GIVEN EXERCISE => Provide the records once more, identical to the original.

GIVEN DATA =>
━━━━━━━━━━━━━━━━━━━━━━━━━━━━━━
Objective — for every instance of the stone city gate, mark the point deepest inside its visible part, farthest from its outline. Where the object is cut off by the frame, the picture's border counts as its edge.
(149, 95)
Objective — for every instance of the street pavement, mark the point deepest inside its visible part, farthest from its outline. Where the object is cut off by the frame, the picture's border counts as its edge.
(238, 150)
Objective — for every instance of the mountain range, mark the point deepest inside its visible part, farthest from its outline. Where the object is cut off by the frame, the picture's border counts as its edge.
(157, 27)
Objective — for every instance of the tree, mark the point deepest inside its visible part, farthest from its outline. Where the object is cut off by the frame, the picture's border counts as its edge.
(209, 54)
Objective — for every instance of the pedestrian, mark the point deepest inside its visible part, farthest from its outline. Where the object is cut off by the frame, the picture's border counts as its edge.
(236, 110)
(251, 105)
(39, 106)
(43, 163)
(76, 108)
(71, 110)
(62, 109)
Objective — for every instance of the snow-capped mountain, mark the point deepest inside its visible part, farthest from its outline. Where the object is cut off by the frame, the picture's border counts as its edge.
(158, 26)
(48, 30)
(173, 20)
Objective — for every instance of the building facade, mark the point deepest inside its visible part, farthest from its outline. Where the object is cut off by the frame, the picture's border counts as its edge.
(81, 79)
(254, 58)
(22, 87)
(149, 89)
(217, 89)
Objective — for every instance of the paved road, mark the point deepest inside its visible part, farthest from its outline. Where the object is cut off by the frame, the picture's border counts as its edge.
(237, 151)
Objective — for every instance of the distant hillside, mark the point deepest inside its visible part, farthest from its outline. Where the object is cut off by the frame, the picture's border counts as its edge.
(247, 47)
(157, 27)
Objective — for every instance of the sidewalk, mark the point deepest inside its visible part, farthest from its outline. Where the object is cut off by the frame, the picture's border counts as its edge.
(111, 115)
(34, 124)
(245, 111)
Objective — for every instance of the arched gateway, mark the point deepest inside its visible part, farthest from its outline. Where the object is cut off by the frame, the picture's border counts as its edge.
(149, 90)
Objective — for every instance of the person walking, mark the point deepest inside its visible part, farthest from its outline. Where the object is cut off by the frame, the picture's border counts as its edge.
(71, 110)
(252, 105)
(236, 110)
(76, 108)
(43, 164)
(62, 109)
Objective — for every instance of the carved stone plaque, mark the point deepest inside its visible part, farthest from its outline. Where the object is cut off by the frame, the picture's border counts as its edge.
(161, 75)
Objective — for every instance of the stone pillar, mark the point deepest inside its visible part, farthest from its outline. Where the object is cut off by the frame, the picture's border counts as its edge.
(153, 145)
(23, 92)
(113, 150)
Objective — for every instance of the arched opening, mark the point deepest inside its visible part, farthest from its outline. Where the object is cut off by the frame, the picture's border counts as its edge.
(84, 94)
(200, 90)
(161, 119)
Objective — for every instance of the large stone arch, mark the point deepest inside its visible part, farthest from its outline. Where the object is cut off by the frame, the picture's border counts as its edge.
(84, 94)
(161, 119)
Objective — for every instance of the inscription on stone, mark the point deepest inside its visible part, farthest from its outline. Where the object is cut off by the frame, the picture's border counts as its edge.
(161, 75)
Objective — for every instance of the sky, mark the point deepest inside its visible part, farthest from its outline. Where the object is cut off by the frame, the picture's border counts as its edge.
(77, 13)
━━━━━━━━━━━━━━━━━━━━━━━━━━━━━━
COMPLETE ANSWER =>
Objective — for every instance of the stone city gate, mark the point deepest inside its visible part, farthest from its outline. Where the object is cut off by the frame, the picture's border counts as its edge.
(149, 95)
Objective — for every instance of the street pavement, mark the point deepest inside its visible part, farthest from its outline. Where the object is cut off by the frame, the picture's border counts as its edge.
(238, 150)
Objective — for every instance of the mountain range, mark the point deepest inside its visible part, farthest from its outline. Where the object is cut off by the frame, the picture's border counts as its edge.
(157, 27)
Objective — for every instance of the tree, mark the point deepest inside its visible part, farthest from its outline. Where the object is cut off by the frame, the picture's border counts as its edge.
(209, 54)
Objective — for every instance of the pedestrian, mark the point deepest inside its visible part, farthest from its outline. Where the object is cut off by the frame, the picture's border counts as its edge.
(236, 110)
(251, 105)
(39, 106)
(43, 163)
(76, 108)
(71, 110)
(62, 109)
Objective — for every instance of the snow-capped mountain, mark the point deepest inside its visible part, farthest from its outline. Where the object is cut off by the frame, the picture's border counts as its edge.
(158, 26)
(48, 30)
(173, 20)
Objective — for every instance of the building facade, mark the point deepest inside its visible part, farthest from its outline. Where the object is cut off by the frame, the picture's border counts as its edge.
(81, 79)
(254, 58)
(22, 87)
(149, 89)
(217, 89)
Objective — for every instance of the paved road, mark the point deepest inside its visible part, farthest from its outline. Where the object is cut off by the frame, the picture's border counts as its edge.
(237, 151)
Objective — for every instance of the distant hillside, mark the point deepest inside its visible part, farthest from its outline. Where the object is cut off by the frame, the picture's border counts as its edge.
(247, 47)
(157, 27)
Objective — for every instance of the sidewalk, mark the point deepest inside its visible part, farthest from its outline. Where the object is cut off by the frame, the picture's border counts as its edge.
(111, 115)
(34, 124)
(245, 111)
Objective — for every instance of the arched gateway, mark the point deepest inside its visible part, farthest from its outline. Where the object is cut off by the frame, the picture's border counts as its edge.
(149, 90)
Objective — for every instance of the person walking, mark the point deepest inside its visible part, farthest from its outline. Where the object is cut off by the frame, the picture's border counts as its edge.
(71, 110)
(252, 105)
(236, 110)
(76, 108)
(43, 164)
(62, 109)
Objective — for every instance of the carved stone plaque, mark the point deepest inside its visible part, farthest from its outline. Where the object is cut off by the frame, the picture's border counts as its edge.
(161, 75)
Objective — for every instance of the stone pillar, mark the point deepest inside its visible part, farthest from its outline. Where the object is cut off by the frame, the picture's border counts as its edge.
(153, 145)
(23, 92)
(113, 150)
Objective — for every instance of the arched opening, mark the point deepest inside its visible part, farthest from its outline. Where the object is cut off by the frame, the picture's border counts as its edge.
(84, 94)
(200, 90)
(161, 119)
Objective — for every instance of the large stone arch, mark the point deepest inside its visible part, farthest from its outline. Where the object is cut off by the frame, the picture's border counts as its edge.
(84, 94)
(161, 119)
Objective — for every instance of the inscription on stone, mark the point deepest inside its visible part, farthest from its outline. Where the object is cut off by the frame, the picture's border counts as its edge.
(161, 75)
Objective — for every instance of the sky, mark the point deepest inside its visible part, farthest from its outline. Where the object is cut off by the frame, the picture's border counts as its edge.
(77, 13)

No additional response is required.